| Arbeitsanweisungen |
a: Gib an, durch wie viele Indikatoren die Kerndimension in der CRS laut der Textstelle zur CRS je nach Version höchstens operationalisiert ist.
b: Formuliere den Absatz der Textstelle zur CRS, der mit „In der CRS ist diese Kerndimension“ beginnt, kürzer und behalte dabei seine wesentlichen Angaben bei.
c: Führe die Textstelle zur CRS nach ihrem letzten Satz weiter.

| Ausgewählte Textstelle |
In der CRS ist diese Kerndimension je nach Version durch bis zu drei Indikatoren operationalisiert (vgl. Huber und Huber 2012, S. 718):

  1. 1.

    Wie stark glauben Sie daran, dass Gott oder etwas Göttliches existiert?

  2. 2.

    Wie stark glauben Sie daran, dass es ein Leben nach dem Tod gibt – z. B. Unsterblichkeit der Seele, Auferstehung von den Toten oder Reinkarnation?

  3. 3.

    Wie hoch ist Ihrer Ansicht nach die Wahrscheinlichkeit, dass es eine höhere Macht gibt?

| Bereitgestellte Daten |
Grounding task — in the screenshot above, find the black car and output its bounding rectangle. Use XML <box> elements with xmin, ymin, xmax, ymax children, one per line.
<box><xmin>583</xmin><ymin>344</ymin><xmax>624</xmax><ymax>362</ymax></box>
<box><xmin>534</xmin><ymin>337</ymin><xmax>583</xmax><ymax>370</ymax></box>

| Lösungen |
a: Durch bis zu drei Indikatoren.

b: Die CRS erfasst diese Kerndimension versionsabhängig über bis zu drei Indikatoren (Huber und Huber 2012, S. 718).

c:
Bei allen drei Indikatoren werden Einstellungen abgefragt, was der Spezifik der ideologischen Form entspricht. Inhaltlich sind sie allgemein gehalten und beziehen sich auf zentrale Aspekte, die auf die Existenz einer höheren Wirklichkeit verweisen. Die interreligiöse Verständlich- und Anwendbarkeit der Indikatoren wird durch die Präsentation alternativer Konzepte (z. B. Gott und Göttliches oder Unsterblichkeit, Auferstehung und Reinkarnation) erreicht. In hinduistischen oder buddhistischen Kontexten wird empfohlen, im ersten Indikator als dritte Alternative Gottheiten zu ergänzen (vgl. Huber und Huber 2012, S. 719). Daneben wäre es auch möglich, beim ersten Indikator auch noch das Konzept von Geistern der Ahnen hinzuzufügen. Dies könnte sich beispielsweise im Konfuzianismus oder im japanischen Shinto anbieten.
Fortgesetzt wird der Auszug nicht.